(Dataset entries)
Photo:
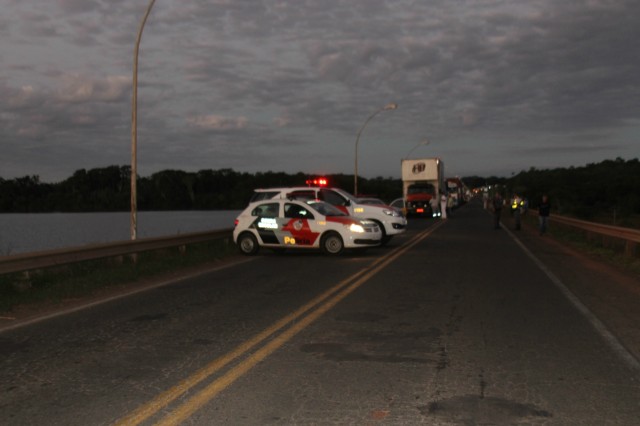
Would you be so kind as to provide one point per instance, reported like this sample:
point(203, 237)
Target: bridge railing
point(608, 235)
point(59, 257)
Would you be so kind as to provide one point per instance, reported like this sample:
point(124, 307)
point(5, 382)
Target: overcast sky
point(495, 86)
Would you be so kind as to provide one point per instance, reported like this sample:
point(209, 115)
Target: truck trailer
point(422, 181)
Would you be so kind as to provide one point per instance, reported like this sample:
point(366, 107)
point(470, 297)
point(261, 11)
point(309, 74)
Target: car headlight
point(355, 227)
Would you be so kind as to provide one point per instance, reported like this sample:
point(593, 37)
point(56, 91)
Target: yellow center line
point(194, 403)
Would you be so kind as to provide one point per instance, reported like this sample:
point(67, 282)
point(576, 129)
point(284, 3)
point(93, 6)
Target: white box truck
point(422, 180)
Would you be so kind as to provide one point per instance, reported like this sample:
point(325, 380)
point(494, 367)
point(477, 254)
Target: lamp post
point(355, 174)
point(134, 127)
point(424, 142)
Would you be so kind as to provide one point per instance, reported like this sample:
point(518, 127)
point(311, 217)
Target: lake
point(23, 233)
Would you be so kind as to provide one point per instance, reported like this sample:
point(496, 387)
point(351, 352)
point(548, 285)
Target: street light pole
point(134, 127)
point(424, 142)
point(355, 174)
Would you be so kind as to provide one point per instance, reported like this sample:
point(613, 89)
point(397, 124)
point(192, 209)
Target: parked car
point(283, 223)
point(398, 204)
point(390, 221)
point(378, 202)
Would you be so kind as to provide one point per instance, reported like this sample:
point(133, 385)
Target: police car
point(284, 223)
point(390, 220)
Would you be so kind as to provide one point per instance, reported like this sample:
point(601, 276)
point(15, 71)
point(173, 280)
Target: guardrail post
point(23, 282)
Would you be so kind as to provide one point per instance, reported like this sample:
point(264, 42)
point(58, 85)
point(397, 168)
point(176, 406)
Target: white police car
point(283, 223)
point(390, 220)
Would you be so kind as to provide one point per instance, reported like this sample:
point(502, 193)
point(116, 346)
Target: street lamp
point(424, 142)
point(134, 127)
point(355, 174)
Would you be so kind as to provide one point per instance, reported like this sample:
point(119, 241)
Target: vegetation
point(608, 191)
point(108, 189)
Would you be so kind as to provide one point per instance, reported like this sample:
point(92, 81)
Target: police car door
point(267, 223)
point(299, 226)
point(337, 200)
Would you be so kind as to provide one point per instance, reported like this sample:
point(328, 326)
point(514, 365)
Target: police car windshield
point(325, 209)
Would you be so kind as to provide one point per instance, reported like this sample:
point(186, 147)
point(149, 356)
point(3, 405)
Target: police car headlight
point(355, 227)
point(393, 213)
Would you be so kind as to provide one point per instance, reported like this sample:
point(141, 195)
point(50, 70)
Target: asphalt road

§ The task: All that should be written out is the stretch of lines above between the one holding "point(93, 6)" and the one holding "point(548, 285)", inclusive, exactly as given.

§ Answer to the exercise:
point(93, 6)
Target: white box truck
point(422, 180)
Would you be so kind as to provide one point per instance, reported like this sample:
point(325, 380)
point(494, 367)
point(477, 254)
Target: lamp post
point(355, 174)
point(134, 127)
point(424, 142)
Would you be so kind as to provide one point per instance, reported like this sample:
point(518, 127)
point(311, 217)
Target: lake
point(23, 233)
Would you be so kind as to provide one point per instance, reported like this sample:
point(496, 387)
point(351, 352)
point(548, 285)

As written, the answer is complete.